**WRITTEN TASK**
Lay out all the rows below as a Markdown table with two columns, No. and Line, giving each line its number and skipping blank lines. Leave the pictures out of your answer.

**EXERCISE MATERIAL**
>>>

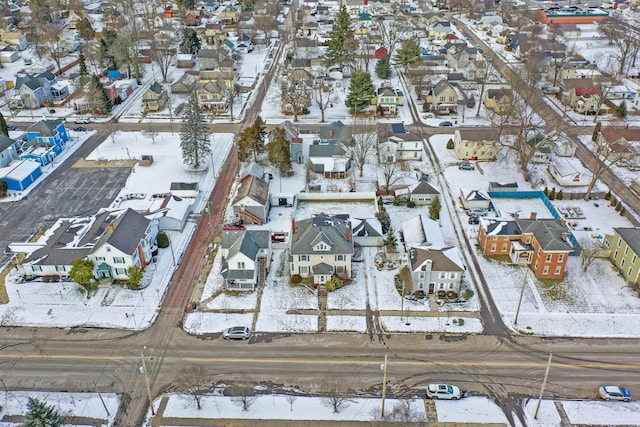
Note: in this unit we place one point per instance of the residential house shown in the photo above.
(330, 160)
(624, 244)
(8, 150)
(246, 255)
(213, 95)
(113, 241)
(569, 172)
(474, 199)
(396, 143)
(154, 98)
(45, 140)
(422, 193)
(442, 98)
(321, 247)
(387, 100)
(543, 244)
(367, 232)
(476, 144)
(436, 271)
(16, 39)
(498, 100)
(295, 142)
(252, 203)
(33, 91)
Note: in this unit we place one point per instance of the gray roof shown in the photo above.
(322, 227)
(547, 232)
(326, 150)
(128, 230)
(253, 187)
(441, 262)
(631, 236)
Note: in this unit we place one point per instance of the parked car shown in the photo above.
(477, 212)
(236, 333)
(443, 391)
(233, 226)
(614, 392)
(467, 166)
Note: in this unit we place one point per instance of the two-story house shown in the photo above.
(321, 247)
(543, 244)
(476, 144)
(245, 258)
(436, 271)
(624, 244)
(396, 143)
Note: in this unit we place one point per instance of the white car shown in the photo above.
(443, 391)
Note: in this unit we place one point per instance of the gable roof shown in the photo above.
(631, 236)
(323, 227)
(547, 232)
(254, 188)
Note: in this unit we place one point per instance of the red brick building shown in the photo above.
(540, 243)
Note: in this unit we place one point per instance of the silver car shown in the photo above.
(236, 333)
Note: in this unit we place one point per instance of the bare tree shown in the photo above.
(363, 143)
(164, 50)
(608, 152)
(194, 380)
(243, 397)
(322, 96)
(390, 173)
(589, 251)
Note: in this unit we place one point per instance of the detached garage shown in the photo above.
(21, 174)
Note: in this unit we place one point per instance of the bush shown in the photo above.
(163, 240)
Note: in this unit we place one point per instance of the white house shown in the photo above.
(569, 172)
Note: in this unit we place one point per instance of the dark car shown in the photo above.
(233, 226)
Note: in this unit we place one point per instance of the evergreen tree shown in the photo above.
(81, 271)
(278, 150)
(190, 42)
(3, 126)
(408, 54)
(99, 101)
(383, 68)
(339, 46)
(194, 136)
(39, 414)
(434, 208)
(621, 110)
(596, 131)
(360, 91)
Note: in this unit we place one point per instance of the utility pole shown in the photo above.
(146, 382)
(544, 383)
(384, 382)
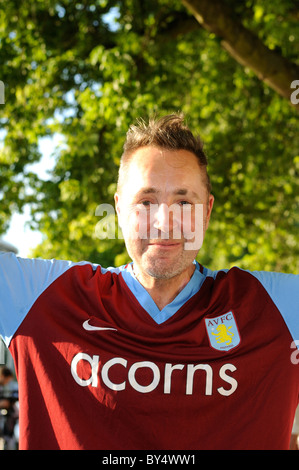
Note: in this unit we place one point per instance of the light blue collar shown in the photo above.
(146, 301)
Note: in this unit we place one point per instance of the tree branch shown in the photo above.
(244, 46)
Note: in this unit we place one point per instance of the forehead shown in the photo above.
(150, 165)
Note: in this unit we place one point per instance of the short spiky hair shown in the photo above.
(168, 132)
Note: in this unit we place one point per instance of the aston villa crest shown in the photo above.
(223, 332)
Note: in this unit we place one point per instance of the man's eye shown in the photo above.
(184, 203)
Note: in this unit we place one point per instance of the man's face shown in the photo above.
(164, 210)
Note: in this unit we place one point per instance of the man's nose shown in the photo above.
(164, 218)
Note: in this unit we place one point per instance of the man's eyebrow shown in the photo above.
(177, 191)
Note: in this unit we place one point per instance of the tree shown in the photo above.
(87, 70)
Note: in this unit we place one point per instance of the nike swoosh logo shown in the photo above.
(89, 327)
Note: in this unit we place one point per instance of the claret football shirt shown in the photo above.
(99, 366)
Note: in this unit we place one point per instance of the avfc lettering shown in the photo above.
(117, 375)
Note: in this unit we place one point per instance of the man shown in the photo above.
(162, 353)
(6, 376)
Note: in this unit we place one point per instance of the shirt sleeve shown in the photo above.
(284, 292)
(21, 282)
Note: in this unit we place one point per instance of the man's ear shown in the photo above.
(210, 207)
(117, 207)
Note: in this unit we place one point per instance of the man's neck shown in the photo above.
(164, 291)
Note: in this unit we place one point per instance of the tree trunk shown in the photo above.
(244, 46)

<<<

**COMPLETE ANSWER**
| No. | Line |
|---|---|
| 1 | Note: in this unit we place one point per instance of the residential house shown in the photo above. |
| 2 | (330, 160) |
| 3 | (624, 244) |
| 4 | (8, 150) |
| 5 | (246, 255) |
| 6 | (213, 95) |
| 7 | (113, 241) |
| 8 | (569, 172) |
| 9 | (474, 199) |
| 10 | (396, 143) |
| 11 | (154, 98) |
| 12 | (45, 140) |
| 13 | (422, 193) |
| 14 | (442, 98) |
| 15 | (321, 247) |
| 16 | (387, 100) |
| 17 | (543, 244) |
| 18 | (367, 232) |
| 19 | (476, 144) |
| 20 | (436, 271) |
| 21 | (16, 39) |
| 22 | (498, 100) |
| 23 | (295, 142) |
| 24 | (252, 203) |
| 25 | (33, 91) |
| 26 | Note: in this unit we place one point per instance of the gray roof shown in the photo above. |
| 27 | (322, 227) |
| 28 | (547, 232) |
| 29 | (326, 150) |
| 30 | (128, 230) |
| 31 | (253, 187) |
| 32 | (441, 262) |
| 33 | (631, 236) |
| 34 | Note: in this unit we place one point per instance of the parked car shown in the photo above. |
| 35 | (477, 212) |
| 36 | (236, 333) |
| 37 | (443, 391) |
| 38 | (233, 226) |
| 39 | (614, 392) |
| 40 | (467, 166) |
| 41 | Note: in this unit we place one point per instance of the two-story house shown in the photo above. |
| 42 | (321, 247) |
| 43 | (543, 244) |
| 44 | (476, 144) |
| 45 | (245, 258) |
| 46 | (436, 271) |
| 47 | (624, 244) |
| 48 | (396, 143) |
| 49 | Note: in this unit we place one point per instance of the white car shown in the photo above. |
| 50 | (443, 391) |
| 51 | Note: in this unit we place one point per instance of the gable roof shown in the photo above. |
| 52 | (631, 236) |
| 53 | (323, 227) |
| 54 | (547, 232) |
| 55 | (254, 188) |
| 56 | Note: in this unit we place one point per instance of the red brick building shown in the photo above. |
| 57 | (540, 243) |
| 58 | Note: in this unit we place one point per instance of the silver car shown in the photo above. |
| 59 | (236, 333) |
| 60 | Note: in this unit we place one point per instance of the bare tree shown in the photo above. |
| 61 | (363, 143) |
| 62 | (164, 50) |
| 63 | (608, 152) |
| 64 | (194, 380) |
| 65 | (243, 397) |
| 66 | (322, 96) |
| 67 | (390, 173) |
| 68 | (589, 251) |
| 69 | Note: in this unit we place one point per instance of the detached garage shown in the photo above. |
| 70 | (21, 174) |
| 71 | Note: in this unit we place one point per instance of the bush shown in the photo above. |
| 72 | (163, 240) |
| 73 | Note: in this unit we place one point per instance of the white house shown in the photo above. |
| 74 | (569, 172) |
| 75 | Note: in this unit we place one point per instance of the dark car shown in the photo above. |
| 76 | (233, 226) |
| 77 | Note: in this unit we place one point per instance of the evergreen tree shown in the photo above. |
| 78 | (81, 271) |
| 79 | (278, 150) |
| 80 | (190, 42) |
| 81 | (3, 126) |
| 82 | (408, 54) |
| 83 | (99, 101) |
| 84 | (383, 68) |
| 85 | (339, 46) |
| 86 | (194, 136) |
| 87 | (39, 414) |
| 88 | (434, 208) |
| 89 | (621, 110) |
| 90 | (596, 131) |
| 91 | (360, 91) |
| 92 | Note: in this unit we place one point per instance of the utility pole shown in the photo above. |
| 93 | (146, 382) |
| 94 | (544, 383) |
| 95 | (384, 382) |
| 96 | Note: in this unit we place one point per instance of the light blue collar shown in the photo above. |
| 97 | (146, 301) |
| 98 | Note: in this unit we place one point per instance of the tree branch shown in the photo above. |
| 99 | (244, 46) |
| 100 | Note: in this unit we place one point per instance of the forehead shown in the photo above. |
| 101 | (150, 165) |
| 102 | Note: in this unit we place one point per instance of the short spiky hair shown in the photo above. |
| 103 | (168, 132) |
| 104 | Note: in this unit we place one point per instance of the aston villa crest shown in the photo above. |
| 105 | (223, 332) |
| 106 | Note: in this unit we place one point per instance of the man's eye shown in the photo above. |
| 107 | (184, 203) |
| 108 | Note: in this unit we place one point per instance of the man's face shown in the photo above. |
| 109 | (164, 210) |
| 110 | Note: in this unit we place one point per instance of the man's nose shown in the photo above. |
| 111 | (164, 218) |
| 112 | Note: in this unit we place one point per instance of the man's eyebrow shown in the photo above. |
| 113 | (177, 191) |
| 114 | Note: in this unit we place one point per instance of the tree shown in the photo above. |
| 115 | (87, 70) |
| 116 | Note: in this unit we place one point per instance of the nike swoosh logo shown in the photo above. |
| 117 | (89, 327) |
| 118 | Note: in this unit we place one point per instance of the claret football shirt shown in the photo above. |
| 119 | (99, 366) |
| 120 | Note: in this unit we place one point per instance of the avfc lettering shown in the photo above. |
| 121 | (117, 375) |
| 122 | Note: in this unit we place one point per instance of the man shown in the photo above. |
| 123 | (162, 353) |
| 124 | (6, 376) |
| 125 | Note: in this unit we place one point per instance of the shirt sleeve shown in the photo above. |
| 126 | (284, 292) |
| 127 | (21, 282) |
| 128 | Note: in this unit we place one point per instance of the man's ear shown in the photo above. |
| 129 | (210, 207) |
| 130 | (117, 207) |
| 131 | Note: in this unit we place one point per instance of the man's neck shown in the photo above. |
| 132 | (164, 291) |
| 133 | Note: in this unit we place one point per instance of the tree trunk shown in the photo above. |
| 134 | (244, 46) |